Exercise goal:
Could you return the lines below exactly, from the first line up to and including the line that holds "Question. The picture above shows the dark"?

Excerpted records:
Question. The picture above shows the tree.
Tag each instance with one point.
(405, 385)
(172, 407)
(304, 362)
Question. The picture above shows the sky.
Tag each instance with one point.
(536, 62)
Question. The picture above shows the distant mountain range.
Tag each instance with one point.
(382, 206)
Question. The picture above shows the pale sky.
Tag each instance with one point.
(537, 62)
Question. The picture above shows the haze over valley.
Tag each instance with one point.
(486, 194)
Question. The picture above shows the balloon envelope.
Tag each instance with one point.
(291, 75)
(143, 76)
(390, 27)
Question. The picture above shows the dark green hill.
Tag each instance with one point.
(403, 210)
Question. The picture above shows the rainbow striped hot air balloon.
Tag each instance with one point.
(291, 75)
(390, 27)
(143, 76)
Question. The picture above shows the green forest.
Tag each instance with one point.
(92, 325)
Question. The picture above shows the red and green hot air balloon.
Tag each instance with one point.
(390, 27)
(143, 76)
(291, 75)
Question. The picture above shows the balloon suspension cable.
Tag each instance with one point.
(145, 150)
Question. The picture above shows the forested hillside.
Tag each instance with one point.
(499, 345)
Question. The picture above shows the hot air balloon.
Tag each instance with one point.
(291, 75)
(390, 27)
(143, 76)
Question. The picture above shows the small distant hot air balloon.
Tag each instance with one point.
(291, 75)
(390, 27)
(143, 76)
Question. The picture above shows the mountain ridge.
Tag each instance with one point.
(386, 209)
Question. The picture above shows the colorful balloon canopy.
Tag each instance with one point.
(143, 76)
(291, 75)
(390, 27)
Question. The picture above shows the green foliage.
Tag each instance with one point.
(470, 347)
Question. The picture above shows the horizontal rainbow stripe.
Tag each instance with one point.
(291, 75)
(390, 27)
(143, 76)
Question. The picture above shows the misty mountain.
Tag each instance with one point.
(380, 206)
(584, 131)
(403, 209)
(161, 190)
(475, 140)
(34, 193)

Answer box:
Question. The picture above shows the tree.
Tag each instance with one point.
(405, 385)
(172, 407)
(304, 362)
Question. The picture above shows the sky.
Tag each instance with one point.
(536, 62)
Question. The picture above shows the distant mountain range.
Tag each instance with one point.
(382, 206)
Question. The picture above shows the pale sky.
Tag each instance with one point.
(537, 62)
Question. The picture above shows the haze over valley.
Tag each instance with one point.
(486, 194)
Question. The picture above shows the balloon envelope.
Tag each instance with one point.
(291, 75)
(143, 76)
(390, 27)
Question. The picture above shows the dark green hill.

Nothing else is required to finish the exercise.